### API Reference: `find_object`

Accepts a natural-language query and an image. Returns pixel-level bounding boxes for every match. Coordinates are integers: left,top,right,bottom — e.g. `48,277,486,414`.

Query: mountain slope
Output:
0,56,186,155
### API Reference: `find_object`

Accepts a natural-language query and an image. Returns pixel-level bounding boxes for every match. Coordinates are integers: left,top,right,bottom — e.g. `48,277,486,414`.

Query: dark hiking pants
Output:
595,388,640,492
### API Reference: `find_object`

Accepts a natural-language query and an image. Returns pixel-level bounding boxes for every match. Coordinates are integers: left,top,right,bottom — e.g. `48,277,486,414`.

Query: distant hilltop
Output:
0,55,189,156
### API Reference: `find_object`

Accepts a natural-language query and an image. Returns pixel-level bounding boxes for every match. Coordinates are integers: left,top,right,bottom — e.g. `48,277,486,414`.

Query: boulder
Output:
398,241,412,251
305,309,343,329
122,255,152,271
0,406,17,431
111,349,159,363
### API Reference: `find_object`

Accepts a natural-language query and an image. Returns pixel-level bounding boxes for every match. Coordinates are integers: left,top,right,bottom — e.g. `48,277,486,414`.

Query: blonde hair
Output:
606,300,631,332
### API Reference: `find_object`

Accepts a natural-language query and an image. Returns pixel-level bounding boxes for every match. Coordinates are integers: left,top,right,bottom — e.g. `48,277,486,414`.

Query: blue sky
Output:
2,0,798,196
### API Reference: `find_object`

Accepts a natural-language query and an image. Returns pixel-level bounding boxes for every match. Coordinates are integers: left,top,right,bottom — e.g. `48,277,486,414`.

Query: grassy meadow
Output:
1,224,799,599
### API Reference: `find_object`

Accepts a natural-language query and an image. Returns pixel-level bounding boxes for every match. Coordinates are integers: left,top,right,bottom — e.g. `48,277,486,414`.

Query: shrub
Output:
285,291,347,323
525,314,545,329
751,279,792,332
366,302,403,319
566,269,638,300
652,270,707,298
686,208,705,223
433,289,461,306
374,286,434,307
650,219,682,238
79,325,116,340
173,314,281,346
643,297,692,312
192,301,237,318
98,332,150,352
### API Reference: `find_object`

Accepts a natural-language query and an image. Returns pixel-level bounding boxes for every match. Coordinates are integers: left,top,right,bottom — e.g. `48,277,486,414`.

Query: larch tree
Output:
------------------------------
What this task involves: Could you restate the listing above word for word?

Exercise response:
### API Reference: `find_object`

Accepts a natural-language query and an image. Returns pixel-level bounding boxes for every match. Coordinates are integers: left,top,right,bottom — e.g. `48,277,486,414`.

Query: mountain slope
Output:
0,56,186,155
### API Reference: `find_object`

Accepts a natural-language query and an image. Returns pixel-level bounding boxes for every match. Coordinates are integers: left,top,right,bottom — e.g. `48,277,486,414`.

Query: dark hiking pants
Output:
595,388,640,492
### API Reference: `find_object`

Accepts a natural-language query and an image. Returns pixel-level bounding boxes for every match. Coordinates are integers: left,top,right,bottom — e.g. `48,277,486,414`.

Query: distant hilltop
Output:
0,55,189,156
### API Reference: `find_object`

Accepts a natural-language query and an image. Returns pixel-level bounding boxes for every match. Coordinates are integers: left,top,right,bottom — e.g. `48,277,486,414`.

Query: boulder
Output:
398,241,412,251
305,309,343,329
122,255,152,271
0,406,17,431
111,349,159,363
### API Reference: `find_object`

Accepts a natural-language query and an image. Returns pixel-level bounding boxes for every match. Coordinates are integers: left,top,right,bottom — e.g. `48,277,486,414`.

Query: blonde hair
Output:
606,300,631,332
### API Reference: `find_object`

Accepts a natural-language query and an image. Returns pixel-level bounding boxes for every match. Coordinates are integers: left,top,right,bottom — e.g. `48,277,486,414`.

Query: blue sky
Output:
2,0,798,196
### API Reference: `find_object`

Accepts a natural-language query and an image. Returns pixel-level bounding boxes for every match. Coordinates are integers: left,top,right,bottom — e.g. `48,277,486,414`.

Query: grassy meadow
Output:
1,224,799,599
### API Reference: `find_object`

Accepts a natural-language query and an image. Returns pixel-level bounding boxes for every match. Coordinates are integers: left,top,right,bottom — e.g. `48,277,486,414`.

Query: shrub
Output:
285,291,347,323
525,314,545,329
751,279,792,332
366,302,403,319
566,269,638,300
652,270,707,298
686,208,705,223
433,289,461,306
374,286,434,307
650,219,682,238
79,325,116,340
173,314,281,346
643,297,692,312
192,301,237,318
98,332,150,352
### API Reference: `find_object`

Accepts a natural-language query and an image. Returns pixel-level bounding boxes for every match. Coordinates are integers: left,top,right,bottom — e.g. `48,277,486,414`.

Query: larch tree
Output:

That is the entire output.